# Article
——————
3D human pose estimation is one of the key problems in computer vision that aims to recover the 3D body configuration of the human subjects from single images, depth images or videos in general. It has a wide range of applications in surveillance, animations, human computer interaction, and sports analysis like athletic training.
This project aims to estimate the 3D pose of interacting people from monocular RGB images. Multi-person 3D pose estimation comes with a variety of challenges including body part ambiguities, self-occlusions and severe person-to-person occlusions which make human-to-human interactions more significant for pose prediction. The intuition here is that closely interacting people can carry information about each other’s body pose and pose estimation methods can leverage this mutual information to resolve body part occlusions. Modelling the dependencies between interacting people has not been exploited to the full extend and this is a key element of this project.
——————
# Brief a
List the applications of 3D human pose estimation that the article names.

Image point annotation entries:
——————
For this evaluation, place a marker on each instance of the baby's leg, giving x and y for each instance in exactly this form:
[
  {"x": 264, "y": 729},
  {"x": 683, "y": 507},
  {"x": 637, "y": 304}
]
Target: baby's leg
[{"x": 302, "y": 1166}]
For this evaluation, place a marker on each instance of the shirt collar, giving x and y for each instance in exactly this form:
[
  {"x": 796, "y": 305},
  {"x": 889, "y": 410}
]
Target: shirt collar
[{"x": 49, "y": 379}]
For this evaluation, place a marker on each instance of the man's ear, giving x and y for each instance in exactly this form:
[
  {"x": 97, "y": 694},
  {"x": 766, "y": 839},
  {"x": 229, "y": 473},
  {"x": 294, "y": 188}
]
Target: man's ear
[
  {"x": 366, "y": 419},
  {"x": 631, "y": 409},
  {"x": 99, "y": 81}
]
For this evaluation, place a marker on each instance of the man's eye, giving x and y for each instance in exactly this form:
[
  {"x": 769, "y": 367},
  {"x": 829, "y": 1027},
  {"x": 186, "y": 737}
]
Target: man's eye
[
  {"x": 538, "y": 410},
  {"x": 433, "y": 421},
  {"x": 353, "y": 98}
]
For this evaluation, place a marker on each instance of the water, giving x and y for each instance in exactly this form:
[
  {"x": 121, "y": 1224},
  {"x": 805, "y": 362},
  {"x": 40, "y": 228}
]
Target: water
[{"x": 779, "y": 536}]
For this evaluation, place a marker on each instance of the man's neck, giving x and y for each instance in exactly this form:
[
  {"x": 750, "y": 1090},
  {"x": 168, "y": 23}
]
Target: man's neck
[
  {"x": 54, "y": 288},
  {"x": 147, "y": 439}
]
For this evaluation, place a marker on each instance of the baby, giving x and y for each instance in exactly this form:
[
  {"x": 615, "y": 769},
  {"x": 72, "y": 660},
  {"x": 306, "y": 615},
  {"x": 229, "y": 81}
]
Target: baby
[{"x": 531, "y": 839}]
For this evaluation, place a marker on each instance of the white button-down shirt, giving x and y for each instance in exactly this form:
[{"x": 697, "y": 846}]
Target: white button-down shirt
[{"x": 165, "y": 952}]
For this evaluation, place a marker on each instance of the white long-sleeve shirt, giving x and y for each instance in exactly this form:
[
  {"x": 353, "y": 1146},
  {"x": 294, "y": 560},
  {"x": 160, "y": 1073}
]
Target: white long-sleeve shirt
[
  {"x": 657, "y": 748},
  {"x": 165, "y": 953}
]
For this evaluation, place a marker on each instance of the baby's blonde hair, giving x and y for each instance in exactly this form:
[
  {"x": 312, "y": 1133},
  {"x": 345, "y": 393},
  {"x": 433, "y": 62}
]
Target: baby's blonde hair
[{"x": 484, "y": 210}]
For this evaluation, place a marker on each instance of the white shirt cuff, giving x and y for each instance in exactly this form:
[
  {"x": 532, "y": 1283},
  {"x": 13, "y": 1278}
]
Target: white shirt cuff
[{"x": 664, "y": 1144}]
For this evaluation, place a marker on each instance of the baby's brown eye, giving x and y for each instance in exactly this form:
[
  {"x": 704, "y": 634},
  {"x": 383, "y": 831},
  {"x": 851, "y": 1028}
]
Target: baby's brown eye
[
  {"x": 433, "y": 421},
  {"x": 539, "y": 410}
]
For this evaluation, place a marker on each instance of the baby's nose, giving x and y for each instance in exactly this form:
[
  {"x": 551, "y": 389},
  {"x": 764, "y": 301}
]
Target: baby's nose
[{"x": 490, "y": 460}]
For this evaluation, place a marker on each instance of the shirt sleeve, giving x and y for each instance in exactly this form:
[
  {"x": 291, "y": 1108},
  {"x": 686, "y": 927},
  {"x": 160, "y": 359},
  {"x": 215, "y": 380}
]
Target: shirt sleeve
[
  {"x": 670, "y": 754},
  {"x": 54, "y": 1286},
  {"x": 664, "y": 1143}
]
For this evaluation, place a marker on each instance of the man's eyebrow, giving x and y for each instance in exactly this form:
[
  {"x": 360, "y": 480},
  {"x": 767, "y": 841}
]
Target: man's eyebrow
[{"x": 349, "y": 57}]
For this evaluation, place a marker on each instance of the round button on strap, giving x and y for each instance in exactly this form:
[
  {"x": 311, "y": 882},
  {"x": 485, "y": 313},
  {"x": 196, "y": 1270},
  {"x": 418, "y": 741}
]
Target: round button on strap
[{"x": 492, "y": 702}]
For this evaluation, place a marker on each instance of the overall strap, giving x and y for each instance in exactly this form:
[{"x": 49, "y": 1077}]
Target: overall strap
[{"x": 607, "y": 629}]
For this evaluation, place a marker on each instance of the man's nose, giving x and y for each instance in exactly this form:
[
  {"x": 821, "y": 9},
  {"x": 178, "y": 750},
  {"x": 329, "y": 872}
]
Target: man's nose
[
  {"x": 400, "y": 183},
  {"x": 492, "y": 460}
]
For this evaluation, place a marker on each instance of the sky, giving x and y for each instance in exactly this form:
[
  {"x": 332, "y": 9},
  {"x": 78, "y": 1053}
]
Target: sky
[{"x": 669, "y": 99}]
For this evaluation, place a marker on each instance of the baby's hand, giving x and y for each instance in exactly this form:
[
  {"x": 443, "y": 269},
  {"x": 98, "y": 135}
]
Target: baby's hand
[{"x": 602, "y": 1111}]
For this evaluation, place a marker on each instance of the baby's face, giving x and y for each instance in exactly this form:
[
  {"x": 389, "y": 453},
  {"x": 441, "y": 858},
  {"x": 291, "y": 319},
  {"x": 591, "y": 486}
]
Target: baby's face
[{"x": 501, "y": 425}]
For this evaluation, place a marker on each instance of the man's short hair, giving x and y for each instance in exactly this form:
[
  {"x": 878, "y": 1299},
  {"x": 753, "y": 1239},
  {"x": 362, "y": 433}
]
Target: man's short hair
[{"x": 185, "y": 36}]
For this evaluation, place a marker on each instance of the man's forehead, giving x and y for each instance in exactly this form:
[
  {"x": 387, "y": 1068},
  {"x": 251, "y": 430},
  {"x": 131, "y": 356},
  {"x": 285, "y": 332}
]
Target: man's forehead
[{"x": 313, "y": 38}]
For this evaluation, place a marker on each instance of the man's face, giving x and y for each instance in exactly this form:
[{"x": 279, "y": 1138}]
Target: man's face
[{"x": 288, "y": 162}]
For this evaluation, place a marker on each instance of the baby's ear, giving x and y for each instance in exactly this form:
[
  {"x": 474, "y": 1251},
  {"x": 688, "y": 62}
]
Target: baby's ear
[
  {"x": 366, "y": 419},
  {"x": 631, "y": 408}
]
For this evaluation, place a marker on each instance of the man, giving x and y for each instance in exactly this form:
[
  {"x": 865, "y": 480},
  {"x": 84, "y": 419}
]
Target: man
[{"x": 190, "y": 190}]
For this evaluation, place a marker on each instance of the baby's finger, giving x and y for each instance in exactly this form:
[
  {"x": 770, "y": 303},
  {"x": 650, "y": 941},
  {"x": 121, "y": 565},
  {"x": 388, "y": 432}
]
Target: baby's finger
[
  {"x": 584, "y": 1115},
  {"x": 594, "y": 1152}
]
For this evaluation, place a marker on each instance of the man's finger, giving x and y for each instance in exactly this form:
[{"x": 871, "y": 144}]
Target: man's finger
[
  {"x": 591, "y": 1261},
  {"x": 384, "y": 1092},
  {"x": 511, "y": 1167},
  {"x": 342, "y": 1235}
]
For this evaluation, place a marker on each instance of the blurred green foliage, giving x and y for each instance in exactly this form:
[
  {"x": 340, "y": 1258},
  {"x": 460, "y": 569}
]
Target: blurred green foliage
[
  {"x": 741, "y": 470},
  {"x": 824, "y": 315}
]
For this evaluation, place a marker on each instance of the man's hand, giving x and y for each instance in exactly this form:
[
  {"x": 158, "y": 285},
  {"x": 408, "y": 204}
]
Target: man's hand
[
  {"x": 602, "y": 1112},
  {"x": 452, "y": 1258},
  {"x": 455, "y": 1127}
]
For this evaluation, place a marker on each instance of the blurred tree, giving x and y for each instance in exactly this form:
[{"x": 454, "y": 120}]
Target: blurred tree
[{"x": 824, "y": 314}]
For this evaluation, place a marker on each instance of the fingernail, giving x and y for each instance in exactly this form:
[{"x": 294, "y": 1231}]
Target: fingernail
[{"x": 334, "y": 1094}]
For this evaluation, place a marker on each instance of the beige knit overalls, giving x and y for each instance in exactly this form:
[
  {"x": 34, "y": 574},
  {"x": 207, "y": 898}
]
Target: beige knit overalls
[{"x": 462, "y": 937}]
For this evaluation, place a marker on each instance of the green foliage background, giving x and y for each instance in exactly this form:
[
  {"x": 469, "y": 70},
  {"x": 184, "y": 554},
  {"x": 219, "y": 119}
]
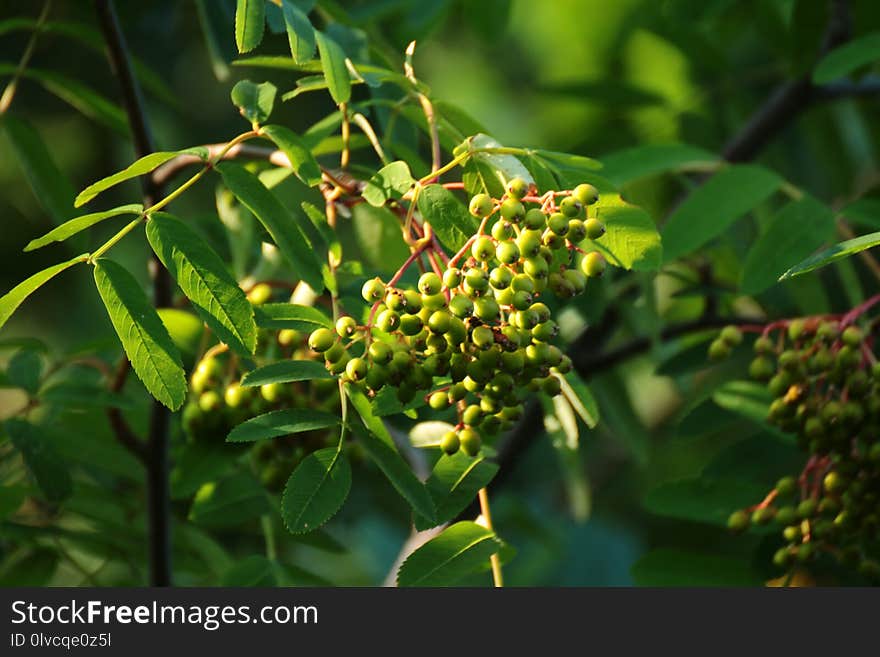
——————
# Brief b
Filter the entries down to the lines that contain the string "long".

# Written reply a
- Surveillance
- Animations
- Human computer interaction
- Sports analysis, such as athletic training

# Written reply b
For this evaluation, place a marker on each instance of the white long-sleeve shirt, giving x and y for each instance in exactly this form:
Target: white long-sleeve shirt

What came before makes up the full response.